───── AVAILABLE RECORDS
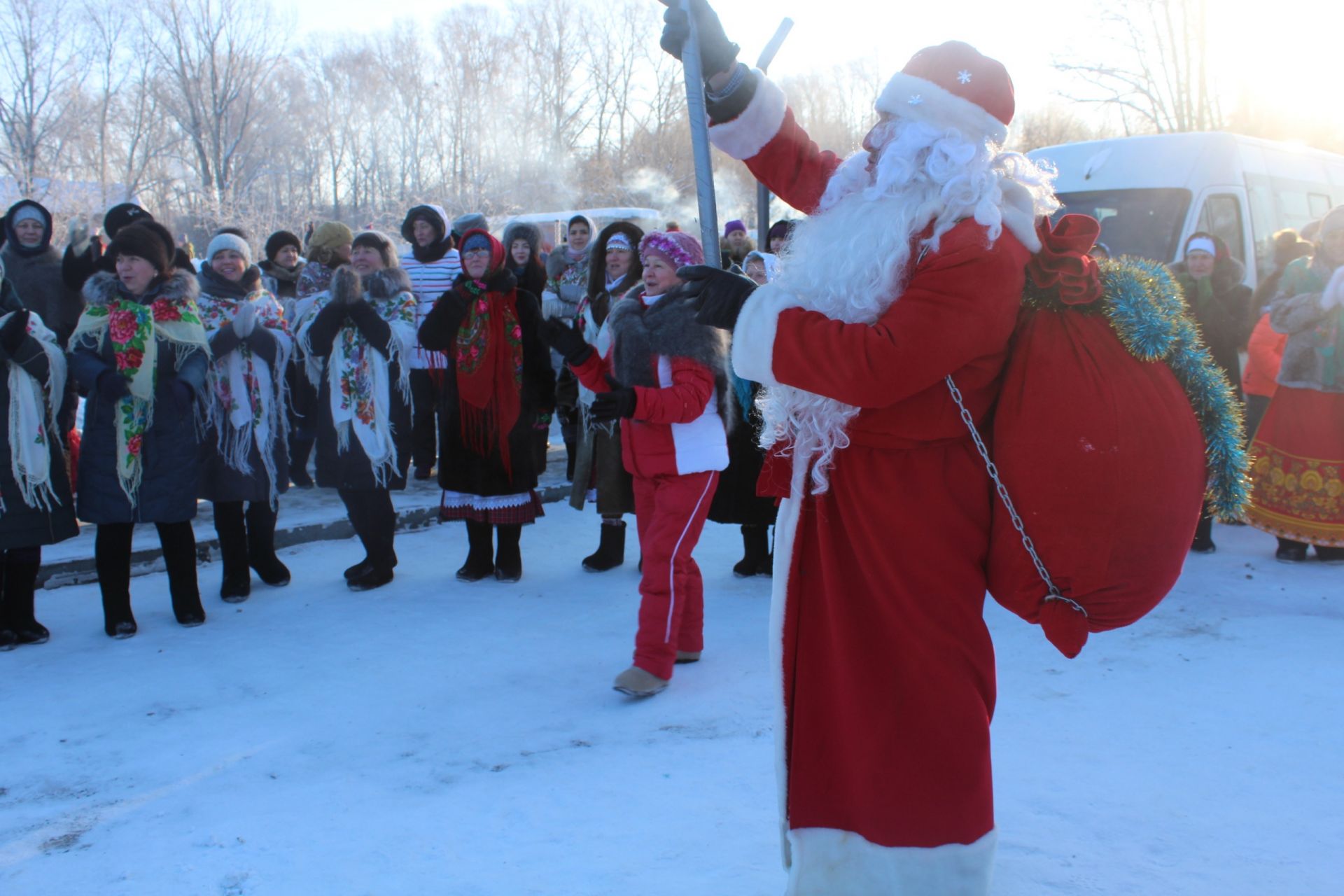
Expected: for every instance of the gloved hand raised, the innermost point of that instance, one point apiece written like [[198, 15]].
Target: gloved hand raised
[[718, 54], [245, 318], [615, 405], [568, 340], [717, 293]]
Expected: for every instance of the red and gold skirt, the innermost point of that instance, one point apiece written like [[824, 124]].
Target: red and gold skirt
[[1297, 491]]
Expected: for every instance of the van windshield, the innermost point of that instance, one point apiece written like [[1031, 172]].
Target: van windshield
[[1135, 222]]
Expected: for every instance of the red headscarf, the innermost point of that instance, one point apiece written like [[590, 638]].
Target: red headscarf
[[489, 356]]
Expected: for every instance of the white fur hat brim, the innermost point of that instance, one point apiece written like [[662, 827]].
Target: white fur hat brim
[[910, 97]]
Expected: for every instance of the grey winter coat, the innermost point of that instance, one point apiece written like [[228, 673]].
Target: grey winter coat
[[171, 445], [1315, 336]]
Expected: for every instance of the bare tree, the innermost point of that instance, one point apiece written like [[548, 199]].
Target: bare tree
[[1161, 83], [41, 69], [217, 57]]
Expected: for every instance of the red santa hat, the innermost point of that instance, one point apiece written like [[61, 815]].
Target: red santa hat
[[953, 86]]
──────────
◆ WHAT THIS TASK INVOLVES ◆
Put the items above, from their start through the line containing "[[489, 356]]" (inclusive), into a JSON list of strings with one string per line, omitting blank lines and the pictures.

◆ WRITTEN SOLUTION ◆
[
  "Expected: for every instance of the gloved hand raised, the innermost point of that instance, one point apiece written like [[198, 15]].",
  "Target: gloved hand raised",
  "[[718, 54], [245, 318], [615, 405], [568, 340], [717, 293]]",
  "Expected: for every instance of the red and gold skirt, the innermost point of that instance, one point apiece written like [[824, 124]].",
  "Target: red and gold skirt",
  "[[1297, 491]]",
  "Expected: for every instance of the van windshield, the innermost point of that instance, one point apiece written like [[1031, 172]].",
  "Target: van windshield",
  "[[1135, 222]]",
  "Expected: for every instance of the red headscarf, the innermost point of that instance, one point apiece written like [[590, 638]].",
  "Target: red headscarf",
  "[[489, 356]]"
]